*** Opening Extract to read ***

The Sisters of Charity of the Incarnate Word remembered a sister's life of service on the 30th anniversary of her murder Sept. 27.
Students in the Social Justice Leadership course – primarily Cardinal Community Leaders – along with others, gathered in the Chapel of the Incarnate Word for the observance titled “Reflection on the Murder of Sister Patricia Ann Kelley: Standing Against the Death Penalty.”
Kelley was raped and strangled to death, according to news accounts of her murder in St. Louis. She was a graduate of Incarnate Word Academy in Bel Nor, MO, and earned bachelor’s and master’s degrees in religion from then- Incarnate Word College (now the University).
Kelley’s legacy included being regarded as an exemplary teacher, service as the Sisters’ vocation counselor, time spent as a probation officer, and a volunteer organizer.
In 1981, Kelley secured a grant to start the Dollar-Help and Energycare project in St. Louis which aimed to help low- and fixed-income elderly who couldn’t afford to pay their utility bills. When funding was ended after two years, she worked to make Energycare an independent, nonprofit organization, serving as its executive director.
Between 1983 and 1987, Laclede Gas helped Kelley raise $1.5 million for the Dollar- Help project. In 1984, Kelley was the first woman to be awarded with the St. Louis Globe-Democrat’s Humanitarian Award, and later even called the “Mother Theresa of St. Louis.”
Kelley was found murdered in her Energycare office on Sept. 28, 1987. Nearly a year went by before St. Louis charged Jerry Lee Little, who was later convicted in Kelley’s death as well as three other women.
Sister Martha Ann Kirk, a longtime religious studies professor at UIW, shared memories of Kelley when both were students here, living on campus.

*** Closing Extract to read ***

Take the article on the remembrance of Sister Patricia Ann Kelley further, picking up right after its final sentence. The listing is not needed for this work.

*** Opening Record extracts ***

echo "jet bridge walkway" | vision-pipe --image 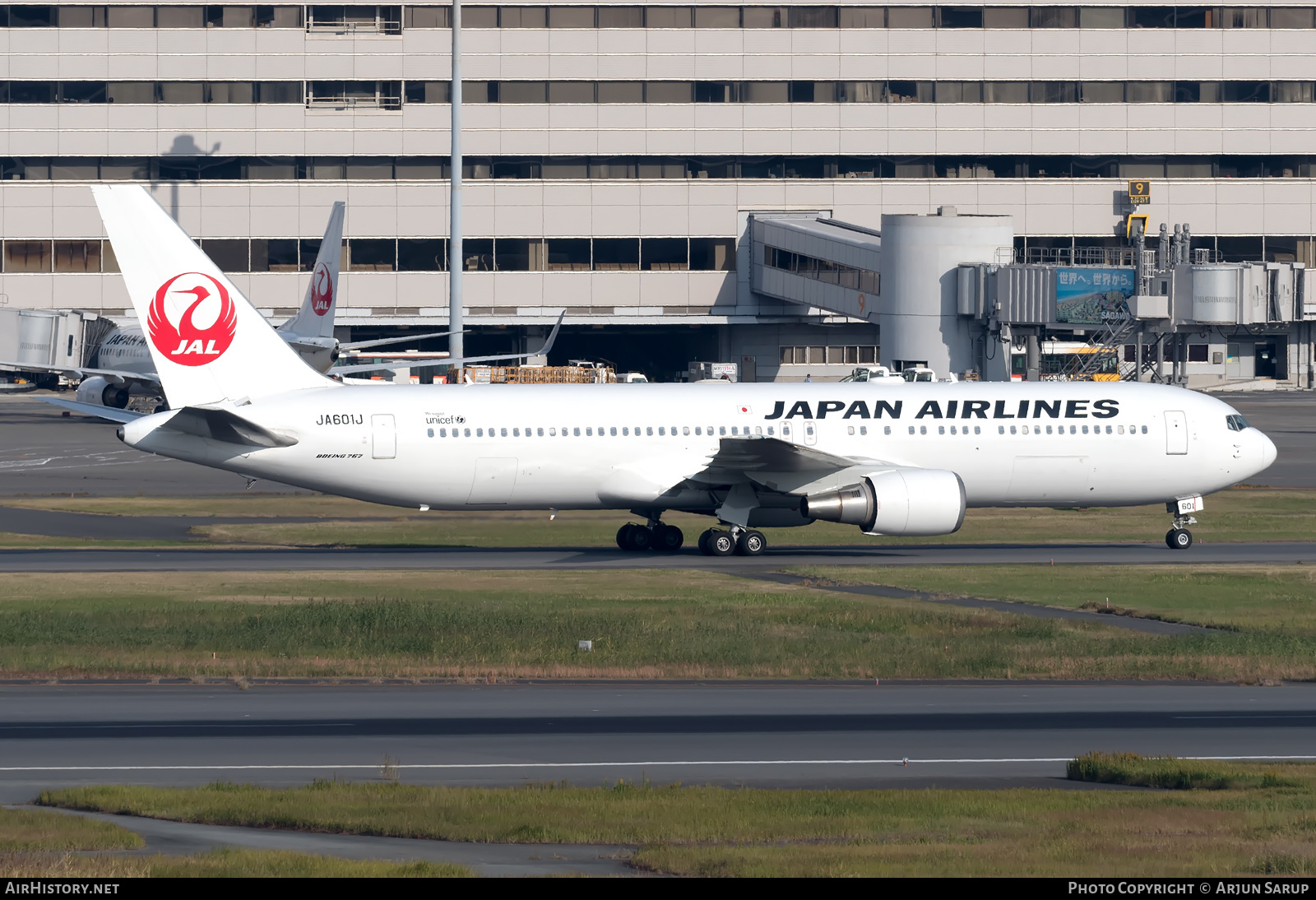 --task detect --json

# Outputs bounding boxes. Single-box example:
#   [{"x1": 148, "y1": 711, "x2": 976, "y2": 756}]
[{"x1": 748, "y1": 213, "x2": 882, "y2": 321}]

*** Closing Record extracts ***
*** Opening Record extracts ***

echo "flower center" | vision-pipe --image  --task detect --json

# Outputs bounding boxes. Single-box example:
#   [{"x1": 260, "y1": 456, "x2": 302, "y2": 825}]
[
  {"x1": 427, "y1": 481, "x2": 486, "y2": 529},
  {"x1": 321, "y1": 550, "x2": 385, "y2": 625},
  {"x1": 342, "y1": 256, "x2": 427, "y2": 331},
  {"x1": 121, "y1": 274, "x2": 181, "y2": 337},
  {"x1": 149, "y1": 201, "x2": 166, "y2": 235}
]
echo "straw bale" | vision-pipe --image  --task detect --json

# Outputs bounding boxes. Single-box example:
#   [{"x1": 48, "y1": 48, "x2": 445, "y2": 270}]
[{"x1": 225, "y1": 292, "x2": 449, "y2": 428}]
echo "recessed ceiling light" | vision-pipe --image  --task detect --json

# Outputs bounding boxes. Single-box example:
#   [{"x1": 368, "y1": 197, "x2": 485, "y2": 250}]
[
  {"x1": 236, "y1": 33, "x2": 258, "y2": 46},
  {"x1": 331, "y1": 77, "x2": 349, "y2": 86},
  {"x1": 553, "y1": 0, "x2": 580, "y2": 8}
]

*** Closing Record extracts ***

• **Your response**:
“I loved to be around her because she was fun,” Kirk said. “She would make you laugh! She would just dive-in into doing things, and you would have a good time with her.”
On a typical Sunday afternoon, Kirk recalled Kelley would ask, “ ‘Who wants to come with me?’ We need to be taking some joy to the soldiers that are in the hospital (referring to Brooke Army Medical Center).”
Kelley’s brother wanted Little executed but the Sisters of Charity of the Incarnate Word wanted imprisonment as the maximum penalty because he was dangerous. Not only did the order believe Little’s family had suffered enough but they believed the death penalty wasn’t going to make things better.
The late Sister Dorothy “Dot” Ettling, then-congregational leader of the order, said: “Such violence will never be conquered by a retaliation of violence in our own hearts.”
Kirk, a member of the Incarnate Word Sisters Justice and Peace Committee, said she remembers lobbying against the death penalty, because the sisters believed in the dignity of the human life. “Our faith teaches us that every human life has dignity and the death penalty disrespects the dignity of creatures that God has made,” Kirk said.